>> Begin
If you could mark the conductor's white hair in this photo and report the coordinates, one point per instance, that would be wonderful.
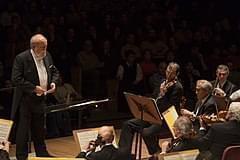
(234, 111)
(204, 84)
(184, 125)
(37, 39)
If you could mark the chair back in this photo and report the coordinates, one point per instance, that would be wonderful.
(231, 153)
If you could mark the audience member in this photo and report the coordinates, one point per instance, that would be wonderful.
(105, 141)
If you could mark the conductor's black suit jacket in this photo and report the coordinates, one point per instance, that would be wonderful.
(25, 77)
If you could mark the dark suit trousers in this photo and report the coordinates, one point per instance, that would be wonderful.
(149, 135)
(31, 118)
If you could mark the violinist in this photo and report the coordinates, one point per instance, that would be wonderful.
(170, 94)
(222, 86)
(171, 89)
(220, 135)
(184, 131)
(205, 104)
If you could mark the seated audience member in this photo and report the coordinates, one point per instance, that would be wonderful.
(220, 135)
(157, 78)
(184, 131)
(104, 140)
(4, 149)
(168, 96)
(222, 86)
(205, 105)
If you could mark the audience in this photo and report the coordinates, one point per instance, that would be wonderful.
(105, 142)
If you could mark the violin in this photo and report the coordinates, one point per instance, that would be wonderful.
(208, 119)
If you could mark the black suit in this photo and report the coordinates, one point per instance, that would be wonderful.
(4, 155)
(228, 87)
(206, 108)
(172, 97)
(28, 109)
(219, 137)
(108, 152)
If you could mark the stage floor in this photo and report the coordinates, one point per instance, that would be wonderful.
(66, 147)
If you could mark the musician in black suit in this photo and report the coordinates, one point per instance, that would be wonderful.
(221, 85)
(34, 76)
(107, 150)
(184, 132)
(220, 135)
(205, 105)
(170, 94)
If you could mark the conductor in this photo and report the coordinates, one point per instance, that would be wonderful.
(34, 76)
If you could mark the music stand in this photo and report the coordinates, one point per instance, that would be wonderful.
(145, 109)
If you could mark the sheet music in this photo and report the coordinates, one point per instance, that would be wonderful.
(183, 155)
(189, 154)
(84, 136)
(170, 116)
(5, 128)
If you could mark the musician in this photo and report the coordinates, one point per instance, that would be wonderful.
(205, 105)
(184, 131)
(220, 135)
(107, 149)
(222, 86)
(170, 94)
(171, 89)
(34, 76)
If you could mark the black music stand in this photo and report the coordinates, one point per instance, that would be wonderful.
(145, 109)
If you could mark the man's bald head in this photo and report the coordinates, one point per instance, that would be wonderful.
(106, 132)
(38, 44)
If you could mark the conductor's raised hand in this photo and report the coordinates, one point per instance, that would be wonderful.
(39, 90)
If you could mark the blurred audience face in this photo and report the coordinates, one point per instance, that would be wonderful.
(171, 72)
(222, 75)
(39, 46)
(200, 91)
(162, 68)
(106, 134)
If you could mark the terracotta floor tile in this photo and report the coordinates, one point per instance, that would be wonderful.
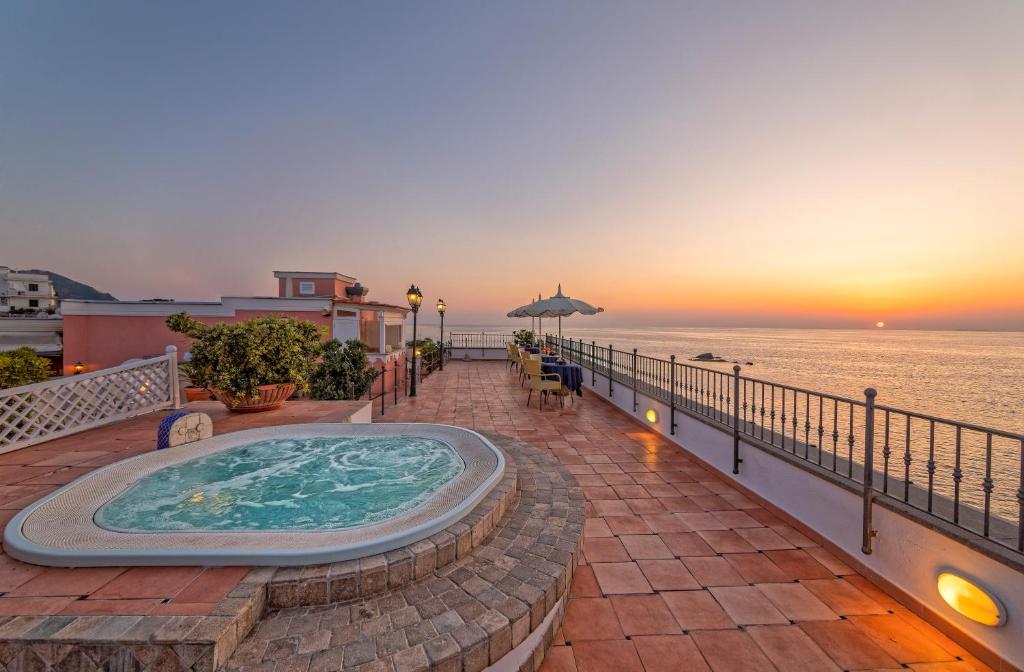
>> End
GIVEN INSTRUCTION » Select each line of the listing above that contains the string "suit" and copy those lines out in full. The match is case-sensitive.

EXERCISE RESPONSE »
If you could mark the conductor's black suit jacket in this photo and report the coordinates, one point per instance, that would be wonderful.
If you could mark the dark suit trousers in this photo and report the coordinates, one point per instance, that would be wonderful.
If you could mark the black suit in this photo and report the coordinates, one point per instance, that would be wonderful.
If you could mark the musician in black suit in this photo and report the coordinates, one point per instance, that would be wonderful.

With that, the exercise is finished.